WORK REQUEST – Find the line containing "Target: red roof" in the listing below. Repeat it exactly, along with each following line up to and including the one containing "Task: list a point for each instance of the apartment".
[Opening DATA SHOWN section]
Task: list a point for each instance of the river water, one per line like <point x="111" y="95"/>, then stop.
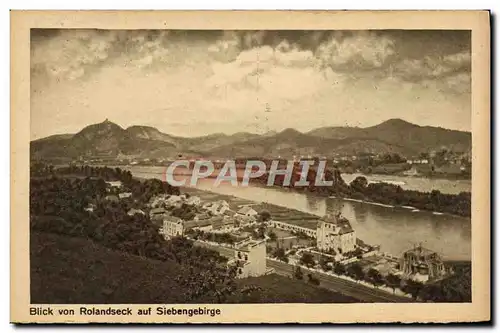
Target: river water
<point x="394" y="229"/>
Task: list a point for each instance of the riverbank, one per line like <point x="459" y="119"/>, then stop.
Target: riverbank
<point x="373" y="223"/>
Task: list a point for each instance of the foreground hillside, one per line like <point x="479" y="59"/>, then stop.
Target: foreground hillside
<point x="77" y="270"/>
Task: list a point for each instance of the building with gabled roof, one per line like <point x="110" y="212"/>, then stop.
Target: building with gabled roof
<point x="422" y="263"/>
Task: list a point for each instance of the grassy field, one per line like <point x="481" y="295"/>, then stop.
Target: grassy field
<point x="66" y="270"/>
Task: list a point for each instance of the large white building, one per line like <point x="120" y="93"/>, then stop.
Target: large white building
<point x="334" y="232"/>
<point x="250" y="258"/>
<point x="173" y="226"/>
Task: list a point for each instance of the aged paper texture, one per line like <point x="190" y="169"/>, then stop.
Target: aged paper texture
<point x="250" y="167"/>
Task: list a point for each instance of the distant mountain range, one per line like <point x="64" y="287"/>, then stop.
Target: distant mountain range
<point x="107" y="139"/>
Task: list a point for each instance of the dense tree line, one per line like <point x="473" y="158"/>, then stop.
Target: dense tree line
<point x="455" y="288"/>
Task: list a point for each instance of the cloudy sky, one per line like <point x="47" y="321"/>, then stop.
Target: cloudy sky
<point x="192" y="83"/>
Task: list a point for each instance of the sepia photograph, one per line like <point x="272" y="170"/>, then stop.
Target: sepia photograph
<point x="211" y="167"/>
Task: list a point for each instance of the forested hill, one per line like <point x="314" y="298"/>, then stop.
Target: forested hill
<point x="107" y="139"/>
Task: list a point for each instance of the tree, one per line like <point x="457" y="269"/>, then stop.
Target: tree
<point x="307" y="259"/>
<point x="359" y="184"/>
<point x="324" y="264"/>
<point x="298" y="273"/>
<point x="393" y="281"/>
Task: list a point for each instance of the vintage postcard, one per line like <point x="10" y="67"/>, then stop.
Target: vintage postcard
<point x="250" y="167"/>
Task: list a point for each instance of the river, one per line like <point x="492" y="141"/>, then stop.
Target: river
<point x="394" y="229"/>
<point x="417" y="183"/>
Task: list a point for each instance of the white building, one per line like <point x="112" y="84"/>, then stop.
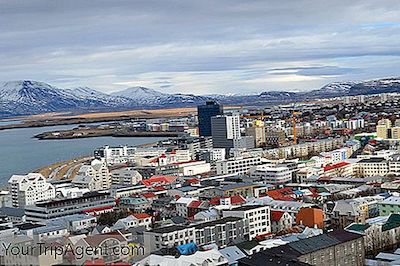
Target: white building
<point x="94" y="176"/>
<point x="239" y="165"/>
<point x="168" y="236"/>
<point x="125" y="176"/>
<point x="29" y="189"/>
<point x="275" y="175"/>
<point x="258" y="218"/>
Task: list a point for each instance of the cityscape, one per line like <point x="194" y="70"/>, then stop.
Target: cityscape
<point x="206" y="134"/>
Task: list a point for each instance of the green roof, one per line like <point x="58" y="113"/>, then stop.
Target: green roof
<point x="358" y="227"/>
<point x="392" y="222"/>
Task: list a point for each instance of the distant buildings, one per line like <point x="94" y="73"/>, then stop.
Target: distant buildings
<point x="205" y="113"/>
<point x="29" y="189"/>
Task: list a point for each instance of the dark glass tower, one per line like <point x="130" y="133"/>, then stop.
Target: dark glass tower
<point x="205" y="112"/>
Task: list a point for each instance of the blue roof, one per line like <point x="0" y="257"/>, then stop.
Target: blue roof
<point x="187" y="249"/>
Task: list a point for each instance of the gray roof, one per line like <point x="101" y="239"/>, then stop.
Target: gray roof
<point x="14" y="212"/>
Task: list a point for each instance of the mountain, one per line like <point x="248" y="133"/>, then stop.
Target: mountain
<point x="28" y="97"/>
<point x="142" y="97"/>
<point x="33" y="97"/>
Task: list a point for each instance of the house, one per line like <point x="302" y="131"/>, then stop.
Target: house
<point x="280" y="221"/>
<point x="310" y="217"/>
<point x="134" y="220"/>
<point x="338" y="247"/>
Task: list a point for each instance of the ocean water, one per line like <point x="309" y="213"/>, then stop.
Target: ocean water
<point x="20" y="152"/>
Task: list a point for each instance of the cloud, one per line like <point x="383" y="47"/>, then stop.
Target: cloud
<point x="199" y="46"/>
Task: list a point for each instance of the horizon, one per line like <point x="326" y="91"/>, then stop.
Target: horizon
<point x="208" y="94"/>
<point x="201" y="48"/>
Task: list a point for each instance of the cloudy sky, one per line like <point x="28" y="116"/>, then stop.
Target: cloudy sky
<point x="201" y="47"/>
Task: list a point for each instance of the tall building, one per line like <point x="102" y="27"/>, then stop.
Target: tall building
<point x="225" y="130"/>
<point x="205" y="112"/>
<point x="29" y="189"/>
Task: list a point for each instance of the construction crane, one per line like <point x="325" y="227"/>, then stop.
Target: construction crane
<point x="294" y="119"/>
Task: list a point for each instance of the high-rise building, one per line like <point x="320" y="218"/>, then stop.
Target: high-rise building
<point x="205" y="112"/>
<point x="225" y="130"/>
<point x="29" y="189"/>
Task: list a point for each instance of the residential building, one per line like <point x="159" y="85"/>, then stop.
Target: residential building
<point x="205" y="113"/>
<point x="225" y="130"/>
<point x="168" y="236"/>
<point x="125" y="176"/>
<point x="389" y="205"/>
<point x="238" y="165"/>
<point x="338" y="247"/>
<point x="280" y="221"/>
<point x="258" y="218"/>
<point x="222" y="232"/>
<point x="271" y="174"/>
<point x="29" y="189"/>
<point x="94" y="177"/>
<point x="92" y="202"/>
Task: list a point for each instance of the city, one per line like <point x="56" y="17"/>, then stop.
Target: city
<point x="199" y="133"/>
<point x="234" y="186"/>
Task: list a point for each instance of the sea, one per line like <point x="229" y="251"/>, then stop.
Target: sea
<point x="21" y="153"/>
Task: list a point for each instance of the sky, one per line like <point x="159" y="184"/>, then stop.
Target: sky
<point x="199" y="46"/>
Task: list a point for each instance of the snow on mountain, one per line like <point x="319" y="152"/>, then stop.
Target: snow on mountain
<point x="149" y="97"/>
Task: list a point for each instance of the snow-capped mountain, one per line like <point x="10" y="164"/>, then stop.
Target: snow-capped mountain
<point x="32" y="97"/>
<point x="148" y="97"/>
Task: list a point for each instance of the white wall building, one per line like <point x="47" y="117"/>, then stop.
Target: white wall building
<point x="258" y="218"/>
<point x="275" y="175"/>
<point x="29" y="189"/>
<point x="239" y="165"/>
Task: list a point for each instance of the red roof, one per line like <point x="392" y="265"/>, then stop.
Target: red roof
<point x="96" y="262"/>
<point x="149" y="195"/>
<point x="195" y="204"/>
<point x="276" y="215"/>
<point x="335" y="166"/>
<point x="237" y="199"/>
<point x="141" y="215"/>
<point x="193" y="180"/>
<point x="159" y="180"/>
<point x="97" y="209"/>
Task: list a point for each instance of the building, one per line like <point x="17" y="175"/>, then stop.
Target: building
<point x="94" y="176"/>
<point x="225" y="130"/>
<point x="331" y="249"/>
<point x="272" y="174"/>
<point x="238" y="165"/>
<point x="258" y="218"/>
<point x="372" y="167"/>
<point x="125" y="176"/>
<point x="280" y="221"/>
<point x="389" y="205"/>
<point x="91" y="202"/>
<point x="168" y="237"/>
<point x="205" y="113"/>
<point x="29" y="189"/>
<point x="222" y="232"/>
<point x="258" y="134"/>
<point x="311" y="217"/>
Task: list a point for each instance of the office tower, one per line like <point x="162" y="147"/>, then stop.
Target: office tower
<point x="205" y="112"/>
<point x="225" y="130"/>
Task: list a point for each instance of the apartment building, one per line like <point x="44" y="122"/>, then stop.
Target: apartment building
<point x="91" y="202"/>
<point x="372" y="167"/>
<point x="94" y="176"/>
<point x="389" y="205"/>
<point x="270" y="174"/>
<point x="29" y="189"/>
<point x="168" y="236"/>
<point x="238" y="165"/>
<point x="222" y="232"/>
<point x="258" y="218"/>
<point x="125" y="176"/>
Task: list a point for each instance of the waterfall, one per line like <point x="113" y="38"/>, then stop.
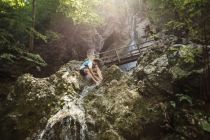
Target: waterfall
<point x="70" y="122"/>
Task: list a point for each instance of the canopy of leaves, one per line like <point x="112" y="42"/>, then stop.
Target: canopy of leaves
<point x="81" y="11"/>
<point x="182" y="17"/>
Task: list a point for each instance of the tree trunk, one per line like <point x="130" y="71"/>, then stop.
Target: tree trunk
<point x="31" y="41"/>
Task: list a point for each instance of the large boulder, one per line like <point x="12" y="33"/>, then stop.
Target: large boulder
<point x="116" y="111"/>
<point x="170" y="69"/>
<point x="36" y="99"/>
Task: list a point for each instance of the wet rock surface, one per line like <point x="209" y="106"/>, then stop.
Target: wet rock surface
<point x="155" y="101"/>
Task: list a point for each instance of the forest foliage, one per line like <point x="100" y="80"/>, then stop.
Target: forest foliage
<point x="16" y="18"/>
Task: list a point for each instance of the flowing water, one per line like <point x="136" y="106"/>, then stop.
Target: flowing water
<point x="70" y="122"/>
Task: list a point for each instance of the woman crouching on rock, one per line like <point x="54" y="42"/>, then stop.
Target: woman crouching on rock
<point x="90" y="69"/>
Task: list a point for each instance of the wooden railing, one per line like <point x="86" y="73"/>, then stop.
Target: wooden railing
<point x="123" y="55"/>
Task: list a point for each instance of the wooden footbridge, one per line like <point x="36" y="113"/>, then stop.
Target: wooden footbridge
<point x="123" y="55"/>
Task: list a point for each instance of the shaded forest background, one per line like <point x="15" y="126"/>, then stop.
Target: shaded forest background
<point x="30" y="29"/>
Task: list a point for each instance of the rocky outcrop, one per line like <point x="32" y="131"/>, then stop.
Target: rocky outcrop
<point x="34" y="100"/>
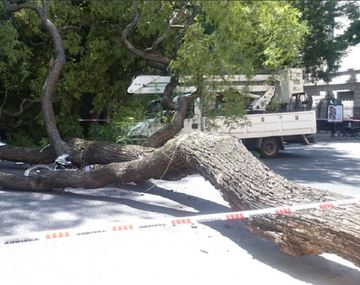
[Closing DATA SHOWN section]
EXERCISE OUTPUT –
Target: red roof
<point x="96" y="262"/>
<point x="149" y="195"/>
<point x="195" y="204"/>
<point x="276" y="215"/>
<point x="335" y="166"/>
<point x="237" y="199"/>
<point x="141" y="215"/>
<point x="193" y="180"/>
<point x="159" y="180"/>
<point x="97" y="209"/>
Task: list a point for each instance of the building, one per line like <point x="17" y="175"/>, then stop.
Target: building
<point x="94" y="176"/>
<point x="225" y="130"/>
<point x="331" y="249"/>
<point x="272" y="174"/>
<point x="238" y="165"/>
<point x="258" y="218"/>
<point x="372" y="167"/>
<point x="125" y="176"/>
<point x="280" y="221"/>
<point x="389" y="205"/>
<point x="91" y="202"/>
<point x="168" y="237"/>
<point x="205" y="113"/>
<point x="29" y="189"/>
<point x="222" y="232"/>
<point x="258" y="134"/>
<point x="311" y="217"/>
Task: list a point for each instance of the office tower, one per line like <point x="162" y="147"/>, then stop.
Target: office tower
<point x="205" y="112"/>
<point x="225" y="130"/>
Task: list a point for each instance of the apartment building, one per line like <point x="44" y="122"/>, then stop.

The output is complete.